■ **TASK TO CARRY OUT**
Identify each line in the items below that contains the word "streak", and copy those lines.

■ **DATASET RECORDS**
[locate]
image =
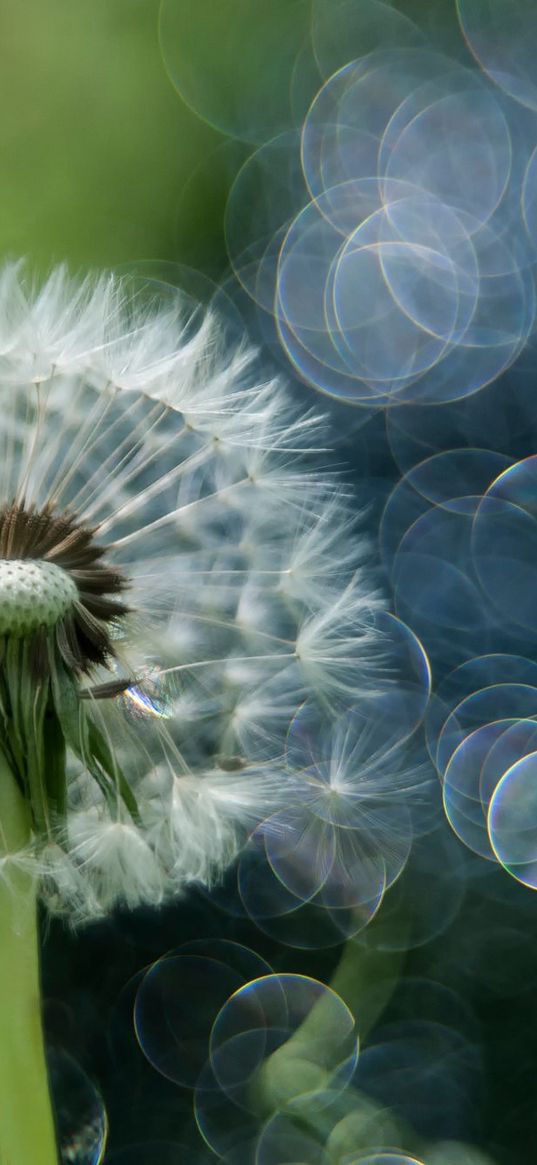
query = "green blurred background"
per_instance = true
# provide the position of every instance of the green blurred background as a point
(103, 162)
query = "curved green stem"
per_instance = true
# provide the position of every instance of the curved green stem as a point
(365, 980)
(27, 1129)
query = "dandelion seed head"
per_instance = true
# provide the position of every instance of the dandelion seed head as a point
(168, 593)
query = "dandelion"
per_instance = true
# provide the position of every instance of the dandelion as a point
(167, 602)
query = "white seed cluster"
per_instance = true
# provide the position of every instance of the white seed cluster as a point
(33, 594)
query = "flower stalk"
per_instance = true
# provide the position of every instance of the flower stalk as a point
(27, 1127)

--

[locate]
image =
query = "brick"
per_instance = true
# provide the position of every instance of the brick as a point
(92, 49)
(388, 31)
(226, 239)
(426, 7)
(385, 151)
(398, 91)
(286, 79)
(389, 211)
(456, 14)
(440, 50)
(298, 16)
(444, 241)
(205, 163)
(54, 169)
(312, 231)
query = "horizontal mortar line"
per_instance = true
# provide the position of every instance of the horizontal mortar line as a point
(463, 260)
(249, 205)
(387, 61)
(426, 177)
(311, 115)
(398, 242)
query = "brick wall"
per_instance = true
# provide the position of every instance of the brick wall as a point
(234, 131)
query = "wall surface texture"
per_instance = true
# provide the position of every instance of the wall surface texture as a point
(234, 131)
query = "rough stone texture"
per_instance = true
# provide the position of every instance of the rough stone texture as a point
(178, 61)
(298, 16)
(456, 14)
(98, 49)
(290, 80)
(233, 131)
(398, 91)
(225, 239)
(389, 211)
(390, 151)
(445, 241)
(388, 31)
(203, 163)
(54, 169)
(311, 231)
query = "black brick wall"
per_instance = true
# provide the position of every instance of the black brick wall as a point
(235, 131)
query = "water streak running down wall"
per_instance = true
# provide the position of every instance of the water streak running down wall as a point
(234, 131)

■ **RESPONSE BELOW**
query = "water streak running down wall"
# provide the position of every instance of the water streak running down wall as a point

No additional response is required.